What you should do.
Tally the lines below that contain the string "floor", treating uppercase and lowercase letters as different. Reply with the number alone.

━━━━━━

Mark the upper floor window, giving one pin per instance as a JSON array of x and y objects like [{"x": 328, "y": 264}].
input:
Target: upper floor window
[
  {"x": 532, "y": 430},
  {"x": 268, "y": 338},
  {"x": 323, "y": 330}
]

━━━━━━

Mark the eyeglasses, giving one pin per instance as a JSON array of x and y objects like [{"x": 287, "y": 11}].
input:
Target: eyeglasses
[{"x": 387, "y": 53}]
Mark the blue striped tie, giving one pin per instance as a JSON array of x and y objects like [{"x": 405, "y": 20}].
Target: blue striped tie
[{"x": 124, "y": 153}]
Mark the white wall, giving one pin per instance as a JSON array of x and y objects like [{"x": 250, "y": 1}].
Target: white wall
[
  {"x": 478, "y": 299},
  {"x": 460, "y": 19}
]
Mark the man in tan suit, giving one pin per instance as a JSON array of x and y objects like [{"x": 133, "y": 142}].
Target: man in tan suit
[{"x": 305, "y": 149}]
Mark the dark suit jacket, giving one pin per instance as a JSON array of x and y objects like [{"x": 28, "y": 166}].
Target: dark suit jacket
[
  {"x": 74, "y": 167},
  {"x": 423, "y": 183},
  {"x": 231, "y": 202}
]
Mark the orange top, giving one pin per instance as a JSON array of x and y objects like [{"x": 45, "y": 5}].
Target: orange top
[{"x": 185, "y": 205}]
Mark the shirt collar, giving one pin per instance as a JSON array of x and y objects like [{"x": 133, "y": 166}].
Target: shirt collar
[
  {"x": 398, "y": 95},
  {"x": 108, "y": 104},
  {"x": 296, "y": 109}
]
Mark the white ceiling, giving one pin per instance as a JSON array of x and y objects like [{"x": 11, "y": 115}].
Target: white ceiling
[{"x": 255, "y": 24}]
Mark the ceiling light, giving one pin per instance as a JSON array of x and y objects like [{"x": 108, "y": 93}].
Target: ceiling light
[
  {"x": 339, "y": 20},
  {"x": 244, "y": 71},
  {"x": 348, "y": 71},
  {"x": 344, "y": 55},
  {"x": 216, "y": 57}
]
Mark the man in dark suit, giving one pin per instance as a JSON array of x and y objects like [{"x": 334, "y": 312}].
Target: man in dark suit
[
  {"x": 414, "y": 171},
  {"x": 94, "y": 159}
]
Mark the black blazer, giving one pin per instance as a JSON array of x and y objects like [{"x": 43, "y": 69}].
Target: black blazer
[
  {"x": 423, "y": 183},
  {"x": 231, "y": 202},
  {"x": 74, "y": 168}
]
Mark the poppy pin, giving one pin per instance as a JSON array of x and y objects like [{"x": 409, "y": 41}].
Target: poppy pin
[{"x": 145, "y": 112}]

━━━━━━

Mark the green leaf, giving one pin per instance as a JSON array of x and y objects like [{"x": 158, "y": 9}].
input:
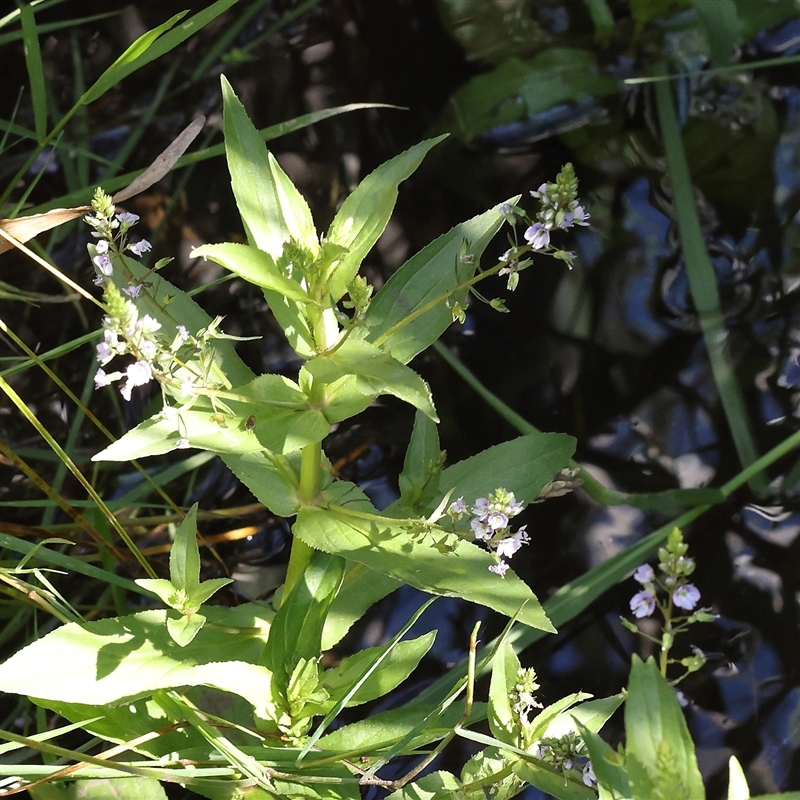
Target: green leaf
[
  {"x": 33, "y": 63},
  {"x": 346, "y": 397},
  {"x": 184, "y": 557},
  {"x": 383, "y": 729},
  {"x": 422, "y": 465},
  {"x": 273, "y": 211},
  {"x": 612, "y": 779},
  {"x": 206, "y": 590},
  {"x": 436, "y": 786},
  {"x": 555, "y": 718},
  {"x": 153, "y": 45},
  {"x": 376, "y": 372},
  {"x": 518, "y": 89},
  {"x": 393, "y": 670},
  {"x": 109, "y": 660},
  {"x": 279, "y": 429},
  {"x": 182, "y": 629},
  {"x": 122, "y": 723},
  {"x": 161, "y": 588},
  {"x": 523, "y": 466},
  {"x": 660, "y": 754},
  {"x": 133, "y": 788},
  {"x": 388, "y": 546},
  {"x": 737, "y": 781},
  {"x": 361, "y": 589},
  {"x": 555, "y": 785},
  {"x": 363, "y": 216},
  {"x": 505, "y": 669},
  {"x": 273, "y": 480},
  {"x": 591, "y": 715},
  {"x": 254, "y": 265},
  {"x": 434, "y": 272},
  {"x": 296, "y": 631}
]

━━━━━━

Expected answer.
2